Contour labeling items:
▼

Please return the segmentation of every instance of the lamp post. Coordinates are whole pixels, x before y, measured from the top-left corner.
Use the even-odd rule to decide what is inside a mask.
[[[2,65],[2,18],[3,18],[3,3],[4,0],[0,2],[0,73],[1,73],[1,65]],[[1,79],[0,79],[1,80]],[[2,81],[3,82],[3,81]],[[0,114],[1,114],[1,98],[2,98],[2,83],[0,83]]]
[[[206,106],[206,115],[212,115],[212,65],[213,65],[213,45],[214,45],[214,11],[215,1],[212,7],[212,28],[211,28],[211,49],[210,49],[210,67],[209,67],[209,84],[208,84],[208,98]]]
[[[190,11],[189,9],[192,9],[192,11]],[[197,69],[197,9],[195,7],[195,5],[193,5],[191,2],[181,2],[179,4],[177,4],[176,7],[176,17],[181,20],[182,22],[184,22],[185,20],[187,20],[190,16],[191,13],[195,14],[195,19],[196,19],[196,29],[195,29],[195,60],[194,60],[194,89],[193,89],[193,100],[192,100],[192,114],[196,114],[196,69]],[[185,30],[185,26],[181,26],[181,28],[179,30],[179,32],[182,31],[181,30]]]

▲

# Aim:
Rewrite the lines above as a Markdown table with the columns "Row" and "Line," numbering each line and skipping any blank ones.

# Complete answer:
| Row | Line |
|---|---|
| 1 | Please return the segmentation of every instance of the lamp post. Coordinates are whole pixels, x before y, measured from the top-left corner. |
| 2 | Use the even-odd rule to decide what is inside a mask. |
| 3 | [[[2,65],[2,18],[3,18],[3,3],[4,0],[0,2],[0,73],[1,73],[1,65]],[[1,79],[0,79],[1,80]],[[2,81],[3,82],[3,81]],[[0,114],[1,114],[1,98],[2,98],[2,83],[0,83]]] |
| 4 | [[[206,106],[206,115],[212,115],[212,65],[213,65],[213,45],[214,45],[214,11],[215,1],[212,7],[212,28],[211,28],[211,49],[210,49],[210,67],[209,67],[209,84],[208,84],[208,98]]] |
| 5 | [[[190,11],[189,9],[192,9],[192,11]],[[197,69],[197,9],[195,7],[195,5],[193,5],[191,2],[181,2],[179,4],[177,4],[176,7],[176,17],[181,20],[182,22],[184,22],[185,20],[187,20],[190,16],[191,13],[195,14],[195,19],[196,19],[196,29],[195,29],[195,60],[194,60],[194,89],[193,89],[193,100],[192,100],[192,114],[196,114],[196,69]],[[185,30],[185,26],[181,26],[181,28],[179,30],[179,32],[182,31],[181,30]]] |